EXERCISE GOAL — Rescale everything from the line containing "Dear assistant, the user would like the wooden shovel" down to the line containing "[23,236,328,347]": reproduce those lines, requests included, but multiply each bounding-box coordinate in the answers by 1.35 and round to whole numbers, halves up. Give only those lines.

§ §

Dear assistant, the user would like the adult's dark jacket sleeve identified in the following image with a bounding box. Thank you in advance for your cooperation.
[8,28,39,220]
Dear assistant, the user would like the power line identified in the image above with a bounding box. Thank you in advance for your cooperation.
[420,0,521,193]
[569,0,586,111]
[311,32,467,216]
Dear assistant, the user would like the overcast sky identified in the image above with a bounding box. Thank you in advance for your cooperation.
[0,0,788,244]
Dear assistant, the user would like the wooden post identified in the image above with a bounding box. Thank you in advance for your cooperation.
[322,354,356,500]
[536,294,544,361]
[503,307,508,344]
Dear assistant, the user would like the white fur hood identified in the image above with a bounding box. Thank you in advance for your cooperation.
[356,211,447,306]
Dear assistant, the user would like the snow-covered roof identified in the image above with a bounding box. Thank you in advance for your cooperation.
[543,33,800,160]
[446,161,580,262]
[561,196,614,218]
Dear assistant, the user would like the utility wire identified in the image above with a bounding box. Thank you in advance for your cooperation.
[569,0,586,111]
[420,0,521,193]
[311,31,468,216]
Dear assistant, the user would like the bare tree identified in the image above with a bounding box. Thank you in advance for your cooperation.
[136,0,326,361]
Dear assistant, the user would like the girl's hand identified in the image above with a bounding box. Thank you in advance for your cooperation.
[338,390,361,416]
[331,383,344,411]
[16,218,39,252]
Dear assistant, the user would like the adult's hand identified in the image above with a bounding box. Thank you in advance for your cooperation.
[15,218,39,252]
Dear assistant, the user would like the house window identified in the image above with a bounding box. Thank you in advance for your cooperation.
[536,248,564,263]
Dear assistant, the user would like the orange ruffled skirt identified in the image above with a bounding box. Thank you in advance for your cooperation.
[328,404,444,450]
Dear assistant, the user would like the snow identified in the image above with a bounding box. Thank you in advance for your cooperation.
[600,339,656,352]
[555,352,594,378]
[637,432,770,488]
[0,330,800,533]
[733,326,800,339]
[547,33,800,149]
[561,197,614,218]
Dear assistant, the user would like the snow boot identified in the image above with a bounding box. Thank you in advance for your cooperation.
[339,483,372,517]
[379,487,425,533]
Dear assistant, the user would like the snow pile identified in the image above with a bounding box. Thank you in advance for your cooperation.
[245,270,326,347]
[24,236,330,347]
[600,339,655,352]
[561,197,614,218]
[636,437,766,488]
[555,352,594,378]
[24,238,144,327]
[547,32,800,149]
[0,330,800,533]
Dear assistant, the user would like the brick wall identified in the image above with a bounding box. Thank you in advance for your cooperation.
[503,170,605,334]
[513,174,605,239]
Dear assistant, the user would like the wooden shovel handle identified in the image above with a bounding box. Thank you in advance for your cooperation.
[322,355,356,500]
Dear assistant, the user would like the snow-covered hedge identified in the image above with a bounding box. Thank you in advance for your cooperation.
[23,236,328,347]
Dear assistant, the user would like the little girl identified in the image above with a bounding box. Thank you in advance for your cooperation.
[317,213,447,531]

§ §

RESULT FOR THIS EXERCISE —
Dear assistant, the user would like the wooden shovel handle identified in the image above with a bounding box. Thank you in advance for your cooperation.
[435,479,481,675]
Dear assistant, the user would like the snow-covered hedge identified in the image above with a bounding box. Thank you in advance for your cooperation.
[31,319,443,468]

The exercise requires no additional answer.